Start of TASK DATA
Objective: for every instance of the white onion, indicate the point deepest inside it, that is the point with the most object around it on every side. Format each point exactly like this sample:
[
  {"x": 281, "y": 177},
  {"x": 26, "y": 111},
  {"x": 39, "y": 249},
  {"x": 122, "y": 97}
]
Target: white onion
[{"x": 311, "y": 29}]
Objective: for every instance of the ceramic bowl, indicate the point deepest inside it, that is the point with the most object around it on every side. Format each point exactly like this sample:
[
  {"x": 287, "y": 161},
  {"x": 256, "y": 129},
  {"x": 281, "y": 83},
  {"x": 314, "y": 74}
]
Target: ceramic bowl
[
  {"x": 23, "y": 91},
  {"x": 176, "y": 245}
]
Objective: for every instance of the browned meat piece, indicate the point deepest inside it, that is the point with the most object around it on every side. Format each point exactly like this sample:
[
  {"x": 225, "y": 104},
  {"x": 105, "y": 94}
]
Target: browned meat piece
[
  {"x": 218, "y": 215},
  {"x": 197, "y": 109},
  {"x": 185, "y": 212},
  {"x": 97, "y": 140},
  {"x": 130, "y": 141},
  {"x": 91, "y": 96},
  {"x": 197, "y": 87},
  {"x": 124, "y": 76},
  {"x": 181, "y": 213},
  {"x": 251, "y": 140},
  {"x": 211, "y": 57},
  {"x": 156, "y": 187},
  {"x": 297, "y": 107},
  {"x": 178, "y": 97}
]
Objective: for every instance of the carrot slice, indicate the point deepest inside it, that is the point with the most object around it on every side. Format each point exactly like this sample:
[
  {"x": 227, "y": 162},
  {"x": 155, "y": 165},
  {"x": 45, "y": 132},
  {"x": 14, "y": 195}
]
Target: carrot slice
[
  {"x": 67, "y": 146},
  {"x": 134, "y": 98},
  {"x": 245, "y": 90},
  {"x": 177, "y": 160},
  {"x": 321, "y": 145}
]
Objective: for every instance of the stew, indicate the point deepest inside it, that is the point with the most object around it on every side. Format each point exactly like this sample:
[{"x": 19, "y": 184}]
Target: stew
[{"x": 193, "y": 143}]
End of TASK DATA
The data are to be transcribed in full, exactly as given.

Objective: for every instance of the white onion, indicate the point deepest inside it, that is the point with the most object around it on every side. Format each point exactly like this sample:
[
  {"x": 281, "y": 177},
  {"x": 26, "y": 111},
  {"x": 39, "y": 249},
  {"x": 122, "y": 97}
]
Target: white onion
[{"x": 311, "y": 29}]
Objective: for every instance of the ceramic bowl, indicate the point deepest inside it, that is the point with the most object around it on every side. Format each point exactly like this sample:
[
  {"x": 287, "y": 161},
  {"x": 256, "y": 129},
  {"x": 281, "y": 83},
  {"x": 314, "y": 74}
]
Target: ceramic bowl
[
  {"x": 23, "y": 91},
  {"x": 176, "y": 245}
]
Objective: for every instance of the browned meat piece, indicate the point deepest inside it, that is the point with the most object around it on every side. Format each point exactly like this sample:
[
  {"x": 225, "y": 104},
  {"x": 105, "y": 94}
]
Target: browned meat piece
[
  {"x": 218, "y": 215},
  {"x": 197, "y": 109},
  {"x": 185, "y": 212},
  {"x": 97, "y": 140},
  {"x": 130, "y": 141},
  {"x": 91, "y": 96},
  {"x": 197, "y": 87},
  {"x": 124, "y": 76},
  {"x": 181, "y": 213},
  {"x": 251, "y": 140},
  {"x": 211, "y": 57},
  {"x": 156, "y": 187},
  {"x": 297, "y": 107},
  {"x": 178, "y": 97}
]
Objective: for every instance of the carrot slice, indicate the point deepest inside it, that is the point with the most object around it on every side. Format each point exactly like this sample:
[
  {"x": 227, "y": 162},
  {"x": 155, "y": 165},
  {"x": 45, "y": 132},
  {"x": 14, "y": 195}
]
Target: carrot slice
[
  {"x": 67, "y": 146},
  {"x": 134, "y": 98},
  {"x": 245, "y": 90},
  {"x": 177, "y": 160},
  {"x": 321, "y": 145}
]
Objective: for every instance of the stew, indicate the point deepest inside it, that is the point with the most object around it on every side. Format each point exactly like this sample:
[{"x": 19, "y": 184}]
Target: stew
[{"x": 193, "y": 143}]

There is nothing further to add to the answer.